= Given text =
Clam Kids: 3 Creative Ways to Help Your Kids Calm Down

March 19th, 2013
Ever feel super overwhelmed and you just want to crawl into bed and hide under the covers and hope the house is still standing when you re-emerge from your hibernation? Yes, there are better ways to deal with the chaos and get back into your calm. As a parent you’ve got skills. Yeah, skills! You know it’s time to take a walk, skip the pile of laundry and zone out on Facebook, head over to Yogurtology, or close the bathroom door and channel your inner Calgon “take me away” moment. Sometimes you are faced with the yucko moments of crying kids, last minute projects, fighting siblings, and it seems impossible to find your “Happy Place”. You’ve still got skills. You know your triggers (and sometimes you even take a break before your buttons are pushed too far), you can say no thank you, you can ask for help, you can hide out in the bathroom until you’ve chilled out enough so that no one gets hurt. Yeah, you’ve got skills. However, kids don’t come with pre-made skills.  They don’t know how to say something is bothering them, how to ask for what they need in a polite and calm way, how to say no thank you, how to identify their triggers, what they are feeling, or how to calm their system down...unless you teach them. Want to help your child develop some skills? Teach them put words to what they are feeling. When you help your child develop a feeling vocabulary they will be more likely to communicate with words instead of tantrums or meltdowns. Although this may seem like a basic preschool lesson, if you’ve got older kids you know they too need to re-learn this basic skill (and maybe your honey needs a refresher too) Here are 3 creative ways to help your child to develop a feelings vocabulary so they can learn to self-calm:
  • Create a feelings matching game. Create index cards with images cut out from magazine, or hand drawn. Label the feelings and make two sets of matching cards. Mix the cards up and place them face down and try to match each pair.

= Information shown =
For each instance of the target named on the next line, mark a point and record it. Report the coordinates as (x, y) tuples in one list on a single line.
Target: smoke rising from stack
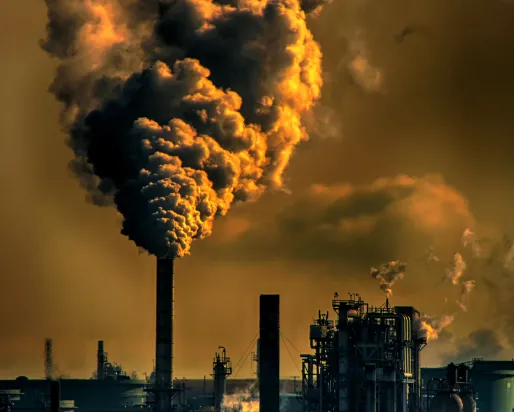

= Instruction A =
In the text on helping kids calm down, what are children who build a feelings vocabulary more likely to do?
= Instruction B =
Pick up the text on helping kids calm down after its final sentence, and write the part that comes next.
The material has no part in this exercise.

= Right answer A =
They are more likely to communicate with words instead of tantrums or meltdowns.

= Right answer B =
 
  • Create a feelings game. Create a game like chutes and ladders (or any other type of board game). Add images or words identifying different situations and feelings. Make words or images on the “chutes” about poor choices and negative feelings, and the “ladders” positive choices and positive feelings. For example, add a ladder with words/ images “I helped my brother clean-up, I feel proud”
 
  • Create feelings photos. Take pictures of exaggerated expressions using a polaroid instant camera, or print out images and label them (this is also fun to do using instagram). You can velcro these on to a feelings board, add them to popsicle sticks, or make funny feelings puppets out of the faces. Then use these to help your child identify what they are feeling and disrupt the meltdown before it becomes full-blown.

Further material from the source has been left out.